* START Source text *

Issue Summary
It is possible for the number of concurrent pack-objects processes running on Bitbucket application node (or Mesh node) exceeds the configured throttling limits. This can result in system resources being overused beyond limits and eventually the Bitbucket application may become unavailable e.g. due to being killed by OOM killer.
This is reproducible on Data Center: yes
Steps to Reproduce
The problem occurs in the following situation:
1) All hosting ticket are allocated (i.e. used) - imagine long running clone operations
2) One or more requests are waiting for a hosting ticket
3) The requests waiting for a hosting ticket timeout and fail
4) One of more requests still waiting are granted a hosting ticket, beyond the configured/derived maximum
The bug is, at step 3 when the request fails to acquire a hosting ticket and errors, it actually releases a ticket that it never actually owned, returning it to the semaphore. Then at step 4 that ticket is allocated to another request that is waiting.

* END Source text *

• **Goal A**
Please repeat the part of the Bitbucket ticket-throttling issue above between "This is reproducible" and "that is waiting.", inclusive, word for word.

* START Task inputs *

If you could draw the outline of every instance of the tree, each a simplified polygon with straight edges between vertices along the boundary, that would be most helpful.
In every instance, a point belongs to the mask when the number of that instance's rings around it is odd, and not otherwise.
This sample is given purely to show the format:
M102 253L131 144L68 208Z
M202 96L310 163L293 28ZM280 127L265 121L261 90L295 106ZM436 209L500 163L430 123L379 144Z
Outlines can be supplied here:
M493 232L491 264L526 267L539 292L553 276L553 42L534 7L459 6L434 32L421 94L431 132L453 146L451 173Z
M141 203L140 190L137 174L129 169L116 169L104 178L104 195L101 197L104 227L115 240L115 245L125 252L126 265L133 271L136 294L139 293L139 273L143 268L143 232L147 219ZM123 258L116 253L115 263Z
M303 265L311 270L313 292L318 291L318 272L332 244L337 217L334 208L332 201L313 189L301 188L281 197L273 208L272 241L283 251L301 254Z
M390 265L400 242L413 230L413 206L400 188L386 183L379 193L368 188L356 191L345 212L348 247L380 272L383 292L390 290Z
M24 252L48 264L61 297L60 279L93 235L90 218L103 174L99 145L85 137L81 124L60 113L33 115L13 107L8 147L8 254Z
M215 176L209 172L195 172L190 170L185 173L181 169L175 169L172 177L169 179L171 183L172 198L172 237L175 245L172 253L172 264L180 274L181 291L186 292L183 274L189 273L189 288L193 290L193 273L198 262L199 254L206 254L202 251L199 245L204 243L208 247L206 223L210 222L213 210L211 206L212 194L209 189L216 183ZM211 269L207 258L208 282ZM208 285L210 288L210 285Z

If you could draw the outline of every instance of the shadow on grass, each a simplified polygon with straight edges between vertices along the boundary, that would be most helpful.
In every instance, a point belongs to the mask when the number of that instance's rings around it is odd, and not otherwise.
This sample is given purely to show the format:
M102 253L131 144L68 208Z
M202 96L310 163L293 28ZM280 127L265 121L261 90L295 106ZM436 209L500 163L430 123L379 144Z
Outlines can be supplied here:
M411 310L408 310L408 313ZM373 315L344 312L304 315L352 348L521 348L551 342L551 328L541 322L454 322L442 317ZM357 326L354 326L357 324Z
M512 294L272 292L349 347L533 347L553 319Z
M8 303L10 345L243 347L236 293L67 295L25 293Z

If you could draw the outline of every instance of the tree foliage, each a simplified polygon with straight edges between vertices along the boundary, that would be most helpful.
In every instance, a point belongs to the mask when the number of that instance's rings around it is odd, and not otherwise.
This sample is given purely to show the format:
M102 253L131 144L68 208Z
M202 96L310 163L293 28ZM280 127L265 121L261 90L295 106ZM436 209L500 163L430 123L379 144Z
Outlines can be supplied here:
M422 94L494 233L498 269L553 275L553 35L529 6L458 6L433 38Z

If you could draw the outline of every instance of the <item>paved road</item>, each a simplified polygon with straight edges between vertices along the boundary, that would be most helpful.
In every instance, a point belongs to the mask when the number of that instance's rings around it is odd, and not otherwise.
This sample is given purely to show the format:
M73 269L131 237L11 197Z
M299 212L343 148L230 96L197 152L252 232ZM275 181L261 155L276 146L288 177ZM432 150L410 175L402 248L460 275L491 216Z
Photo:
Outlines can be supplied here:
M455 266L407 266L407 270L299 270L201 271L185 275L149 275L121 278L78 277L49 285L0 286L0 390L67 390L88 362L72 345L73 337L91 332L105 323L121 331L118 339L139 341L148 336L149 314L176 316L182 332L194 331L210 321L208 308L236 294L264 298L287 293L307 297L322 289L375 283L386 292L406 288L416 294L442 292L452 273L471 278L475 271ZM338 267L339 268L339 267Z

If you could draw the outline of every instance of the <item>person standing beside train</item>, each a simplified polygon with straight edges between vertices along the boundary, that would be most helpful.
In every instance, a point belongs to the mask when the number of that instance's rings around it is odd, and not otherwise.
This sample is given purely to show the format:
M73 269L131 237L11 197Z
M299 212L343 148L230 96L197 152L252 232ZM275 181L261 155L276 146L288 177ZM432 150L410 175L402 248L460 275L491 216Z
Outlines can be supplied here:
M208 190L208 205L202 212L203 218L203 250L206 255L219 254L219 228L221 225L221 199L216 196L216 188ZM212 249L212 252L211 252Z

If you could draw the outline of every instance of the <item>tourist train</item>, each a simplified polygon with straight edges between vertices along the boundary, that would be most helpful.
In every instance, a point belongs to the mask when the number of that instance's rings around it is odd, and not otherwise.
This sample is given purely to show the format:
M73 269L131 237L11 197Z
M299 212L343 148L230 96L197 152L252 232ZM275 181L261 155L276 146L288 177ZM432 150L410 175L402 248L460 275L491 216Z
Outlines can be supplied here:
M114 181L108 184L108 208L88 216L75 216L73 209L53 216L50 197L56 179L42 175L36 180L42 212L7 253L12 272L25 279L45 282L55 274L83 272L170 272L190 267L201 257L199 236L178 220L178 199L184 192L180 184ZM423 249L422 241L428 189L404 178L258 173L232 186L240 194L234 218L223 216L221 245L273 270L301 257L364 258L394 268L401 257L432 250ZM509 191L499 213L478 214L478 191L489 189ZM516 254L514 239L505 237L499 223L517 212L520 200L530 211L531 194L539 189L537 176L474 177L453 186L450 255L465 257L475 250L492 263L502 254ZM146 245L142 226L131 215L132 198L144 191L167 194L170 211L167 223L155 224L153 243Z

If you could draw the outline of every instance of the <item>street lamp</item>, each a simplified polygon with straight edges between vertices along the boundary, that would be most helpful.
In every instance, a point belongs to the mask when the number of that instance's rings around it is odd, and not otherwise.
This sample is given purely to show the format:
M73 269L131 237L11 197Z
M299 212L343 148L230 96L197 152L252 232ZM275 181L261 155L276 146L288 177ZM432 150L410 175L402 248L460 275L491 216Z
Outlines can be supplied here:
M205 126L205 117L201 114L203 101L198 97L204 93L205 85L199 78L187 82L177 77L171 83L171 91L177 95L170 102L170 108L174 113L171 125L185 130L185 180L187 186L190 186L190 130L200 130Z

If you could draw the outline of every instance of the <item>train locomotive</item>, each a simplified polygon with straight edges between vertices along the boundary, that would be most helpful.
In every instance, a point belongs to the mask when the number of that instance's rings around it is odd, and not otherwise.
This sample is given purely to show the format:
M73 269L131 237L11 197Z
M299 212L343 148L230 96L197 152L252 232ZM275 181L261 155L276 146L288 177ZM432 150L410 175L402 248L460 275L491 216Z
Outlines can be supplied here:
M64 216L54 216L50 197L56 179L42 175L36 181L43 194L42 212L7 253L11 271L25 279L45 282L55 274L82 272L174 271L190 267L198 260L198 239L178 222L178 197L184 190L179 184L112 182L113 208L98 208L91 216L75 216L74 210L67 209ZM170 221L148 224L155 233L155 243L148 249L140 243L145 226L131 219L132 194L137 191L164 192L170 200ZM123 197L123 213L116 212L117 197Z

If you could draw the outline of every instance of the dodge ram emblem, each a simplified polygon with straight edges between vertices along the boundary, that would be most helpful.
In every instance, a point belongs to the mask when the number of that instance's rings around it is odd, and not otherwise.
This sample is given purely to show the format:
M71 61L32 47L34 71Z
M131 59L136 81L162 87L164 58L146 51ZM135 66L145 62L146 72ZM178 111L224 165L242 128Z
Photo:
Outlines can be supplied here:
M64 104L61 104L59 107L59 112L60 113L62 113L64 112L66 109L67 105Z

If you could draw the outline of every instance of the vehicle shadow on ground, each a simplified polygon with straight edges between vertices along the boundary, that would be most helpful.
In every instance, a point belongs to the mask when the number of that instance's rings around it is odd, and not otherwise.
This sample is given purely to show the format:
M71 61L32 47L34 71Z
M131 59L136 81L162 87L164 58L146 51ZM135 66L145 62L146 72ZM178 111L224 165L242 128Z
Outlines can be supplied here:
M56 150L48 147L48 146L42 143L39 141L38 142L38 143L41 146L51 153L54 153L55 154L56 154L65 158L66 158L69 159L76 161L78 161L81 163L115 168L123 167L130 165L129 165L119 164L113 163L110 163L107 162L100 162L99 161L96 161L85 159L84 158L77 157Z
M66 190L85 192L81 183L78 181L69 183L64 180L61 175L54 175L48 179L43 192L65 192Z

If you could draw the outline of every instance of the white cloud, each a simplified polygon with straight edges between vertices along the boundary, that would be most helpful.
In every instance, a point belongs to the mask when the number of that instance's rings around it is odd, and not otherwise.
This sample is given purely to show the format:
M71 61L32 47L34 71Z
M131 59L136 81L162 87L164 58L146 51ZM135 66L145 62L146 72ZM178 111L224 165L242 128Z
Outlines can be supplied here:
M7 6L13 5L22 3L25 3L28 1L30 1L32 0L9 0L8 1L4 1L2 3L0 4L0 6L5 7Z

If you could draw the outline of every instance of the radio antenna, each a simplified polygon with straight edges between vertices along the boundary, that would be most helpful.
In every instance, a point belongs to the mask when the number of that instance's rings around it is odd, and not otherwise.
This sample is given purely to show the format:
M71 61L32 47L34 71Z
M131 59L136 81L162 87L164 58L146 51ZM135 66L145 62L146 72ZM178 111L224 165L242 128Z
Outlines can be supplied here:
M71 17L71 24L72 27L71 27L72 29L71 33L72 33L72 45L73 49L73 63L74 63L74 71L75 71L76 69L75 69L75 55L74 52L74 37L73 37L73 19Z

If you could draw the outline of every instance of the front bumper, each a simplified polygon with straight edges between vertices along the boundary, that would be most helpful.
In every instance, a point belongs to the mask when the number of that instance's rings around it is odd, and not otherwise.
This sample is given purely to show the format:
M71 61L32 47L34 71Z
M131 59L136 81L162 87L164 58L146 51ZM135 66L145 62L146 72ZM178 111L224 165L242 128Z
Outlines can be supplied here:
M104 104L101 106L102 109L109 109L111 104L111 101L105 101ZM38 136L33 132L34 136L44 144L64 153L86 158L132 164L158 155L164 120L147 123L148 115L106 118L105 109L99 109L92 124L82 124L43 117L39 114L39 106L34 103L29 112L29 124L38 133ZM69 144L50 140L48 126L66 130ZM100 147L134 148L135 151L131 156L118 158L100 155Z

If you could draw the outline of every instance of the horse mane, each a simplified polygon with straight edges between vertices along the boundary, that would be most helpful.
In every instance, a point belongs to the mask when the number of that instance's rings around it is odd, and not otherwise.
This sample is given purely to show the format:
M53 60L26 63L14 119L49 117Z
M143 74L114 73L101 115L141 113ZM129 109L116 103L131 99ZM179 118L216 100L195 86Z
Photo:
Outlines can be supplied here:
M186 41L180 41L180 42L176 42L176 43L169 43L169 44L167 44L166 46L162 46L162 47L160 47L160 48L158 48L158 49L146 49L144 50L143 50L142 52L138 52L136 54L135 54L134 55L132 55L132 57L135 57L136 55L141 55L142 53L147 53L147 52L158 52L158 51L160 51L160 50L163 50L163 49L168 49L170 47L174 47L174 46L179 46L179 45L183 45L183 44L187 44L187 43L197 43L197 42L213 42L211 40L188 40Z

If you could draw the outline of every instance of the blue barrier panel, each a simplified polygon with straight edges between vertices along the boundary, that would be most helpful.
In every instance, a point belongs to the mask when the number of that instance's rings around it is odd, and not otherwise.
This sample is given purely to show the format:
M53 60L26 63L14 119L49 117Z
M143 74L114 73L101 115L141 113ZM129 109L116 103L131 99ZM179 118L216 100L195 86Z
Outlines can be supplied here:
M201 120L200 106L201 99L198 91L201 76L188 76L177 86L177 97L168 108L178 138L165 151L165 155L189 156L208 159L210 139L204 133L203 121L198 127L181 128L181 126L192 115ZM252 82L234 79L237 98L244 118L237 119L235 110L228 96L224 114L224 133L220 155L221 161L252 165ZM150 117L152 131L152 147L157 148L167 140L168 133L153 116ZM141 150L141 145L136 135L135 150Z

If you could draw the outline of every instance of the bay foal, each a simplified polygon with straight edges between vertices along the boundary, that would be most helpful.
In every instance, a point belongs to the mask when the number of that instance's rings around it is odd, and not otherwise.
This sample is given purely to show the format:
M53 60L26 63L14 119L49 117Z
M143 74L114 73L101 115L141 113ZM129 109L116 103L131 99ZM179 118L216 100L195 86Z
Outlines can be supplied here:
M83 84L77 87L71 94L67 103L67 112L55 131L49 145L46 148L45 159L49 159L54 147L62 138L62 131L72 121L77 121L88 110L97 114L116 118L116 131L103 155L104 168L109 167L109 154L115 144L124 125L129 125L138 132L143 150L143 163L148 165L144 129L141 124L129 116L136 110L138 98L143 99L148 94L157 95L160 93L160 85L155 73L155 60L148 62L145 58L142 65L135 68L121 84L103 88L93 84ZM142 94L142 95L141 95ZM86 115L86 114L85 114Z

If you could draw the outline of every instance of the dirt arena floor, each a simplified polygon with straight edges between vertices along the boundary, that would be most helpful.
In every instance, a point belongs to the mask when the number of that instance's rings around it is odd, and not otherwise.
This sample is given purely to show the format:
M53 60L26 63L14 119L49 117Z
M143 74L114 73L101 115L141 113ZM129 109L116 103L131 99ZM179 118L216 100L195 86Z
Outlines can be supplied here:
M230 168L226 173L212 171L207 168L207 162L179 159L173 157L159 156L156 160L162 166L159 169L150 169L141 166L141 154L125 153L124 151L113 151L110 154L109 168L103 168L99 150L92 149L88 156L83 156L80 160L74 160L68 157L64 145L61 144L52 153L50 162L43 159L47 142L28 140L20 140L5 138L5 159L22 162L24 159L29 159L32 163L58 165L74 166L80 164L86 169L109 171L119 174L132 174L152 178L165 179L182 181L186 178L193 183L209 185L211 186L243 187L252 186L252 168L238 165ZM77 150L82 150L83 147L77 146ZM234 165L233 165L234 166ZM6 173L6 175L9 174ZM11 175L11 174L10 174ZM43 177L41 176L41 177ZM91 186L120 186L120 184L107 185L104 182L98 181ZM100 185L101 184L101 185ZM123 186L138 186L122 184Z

* END Task inputs *

• **Goal B**
Render the listing above, from its first line through the line holding "M24 252L48 264L61", inclusive, as a JSON list of strings with one string per line and blank lines omitted.

• **Written solution A**
This is reproducible on Data Center: yes
Steps to Reproduce
The problem occurs in the following situation:
1) All hosting ticket are allocated (i.e. used) - imagine long running clone operations
2) One or more requests are waiting for a hosting ticket
3) The requests waiting for a hosting ticket timeout and fail
4) One of more requests still waiting are granted a hosting ticket, beyond the configured/derived maximum
The bug is, at step 3 when the request fails to acquire a hosting ticket and errors, it actually releases a ticket that it never actually owned, returning it to the semaphore. Then at step 4 that ticket is allocated to another request that is waiting.

• **Written solution B**
[
  "If you could draw the outline of every instance of the tree, each a simplified polygon with straight edges between vertices along the boundary, that would be most helpful.",
  "In every instance, a point belongs to the mask when the number of that instance's rings around it is odd, and not otherwise.",
  "This sample is given purely to show the format:",
  "M102 253L131 144L68 208Z",
  "M202 96L310 163L293 28ZM280 127L265 121L261 90L295 106ZM436 209L500 163L430 123L379 144Z",
  "Outlines can be supplied here:",
  "M493 232L491 264L526 267L539 292L553 276L553 42L534 7L459 6L434 32L421 94L431 132L453 146L451 173Z",
  "M141 203L140 190L137 174L129 169L116 169L104 178L104 195L101 197L104 227L115 240L115 245L125 252L126 265L133 271L136 294L139 293L139 273L143 268L143 232L147 219ZM123 258L116 253L115 263Z",
  "M303 265L311 270L313 292L318 291L318 272L332 244L337 217L334 208L332 201L313 189L301 188L281 197L273 208L272 241L283 251L301 254Z",
  "M390 265L400 242L413 230L413 206L400 188L386 183L379 193L368 188L356 191L345 212L348 247L380 272L383 292L390 290Z",
  "M24 252L48 264L61 297L60 279L93 235L90 218L103 174L99 145L85 137L81 124L60 113L33 115L13 107L8 147L8 254Z"
]